**What needs to be done**
Please gather every line in the listing below that contains the word "singing", and copy each one in full.

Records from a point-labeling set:
>>

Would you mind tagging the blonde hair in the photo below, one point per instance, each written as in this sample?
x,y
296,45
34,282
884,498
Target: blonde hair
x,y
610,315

<<
>>

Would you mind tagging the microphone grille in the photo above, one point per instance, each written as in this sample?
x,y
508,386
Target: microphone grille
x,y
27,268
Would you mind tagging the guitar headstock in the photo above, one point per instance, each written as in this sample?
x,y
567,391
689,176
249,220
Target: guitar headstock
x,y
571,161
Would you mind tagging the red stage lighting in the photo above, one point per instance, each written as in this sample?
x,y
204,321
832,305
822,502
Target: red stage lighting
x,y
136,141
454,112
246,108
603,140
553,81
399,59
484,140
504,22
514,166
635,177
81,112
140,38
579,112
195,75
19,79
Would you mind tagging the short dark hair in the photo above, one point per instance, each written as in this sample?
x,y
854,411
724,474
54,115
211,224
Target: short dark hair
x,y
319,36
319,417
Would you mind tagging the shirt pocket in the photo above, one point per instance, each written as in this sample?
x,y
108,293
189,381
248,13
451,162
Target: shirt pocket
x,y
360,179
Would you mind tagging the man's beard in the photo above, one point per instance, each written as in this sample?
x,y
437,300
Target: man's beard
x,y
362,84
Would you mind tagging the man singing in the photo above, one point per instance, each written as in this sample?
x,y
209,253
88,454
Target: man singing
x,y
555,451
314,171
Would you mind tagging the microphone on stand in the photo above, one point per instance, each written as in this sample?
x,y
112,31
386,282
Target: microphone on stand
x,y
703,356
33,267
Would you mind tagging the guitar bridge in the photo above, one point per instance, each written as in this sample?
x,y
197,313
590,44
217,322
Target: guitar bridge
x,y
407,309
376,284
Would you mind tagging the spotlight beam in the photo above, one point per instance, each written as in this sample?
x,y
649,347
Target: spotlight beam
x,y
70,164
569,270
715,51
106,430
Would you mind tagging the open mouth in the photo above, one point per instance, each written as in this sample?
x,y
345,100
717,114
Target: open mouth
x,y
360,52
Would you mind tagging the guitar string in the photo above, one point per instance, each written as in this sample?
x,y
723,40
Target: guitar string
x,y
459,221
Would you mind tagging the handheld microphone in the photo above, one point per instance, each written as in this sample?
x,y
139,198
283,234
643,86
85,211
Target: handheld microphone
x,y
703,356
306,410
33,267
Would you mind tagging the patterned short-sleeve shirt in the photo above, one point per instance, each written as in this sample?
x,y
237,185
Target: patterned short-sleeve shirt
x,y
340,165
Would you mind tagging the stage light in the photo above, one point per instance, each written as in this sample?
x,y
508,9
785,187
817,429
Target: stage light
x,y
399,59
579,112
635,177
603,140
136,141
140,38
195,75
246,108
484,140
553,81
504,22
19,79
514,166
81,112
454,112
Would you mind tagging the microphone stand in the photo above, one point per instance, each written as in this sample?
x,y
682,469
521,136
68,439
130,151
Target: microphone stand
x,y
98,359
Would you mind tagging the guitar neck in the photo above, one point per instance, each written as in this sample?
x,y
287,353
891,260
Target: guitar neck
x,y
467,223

<<

**Worked solution**
Would you mind tagging the man singing in the photo above, one point per instance, each written as in this sample?
Target: man singing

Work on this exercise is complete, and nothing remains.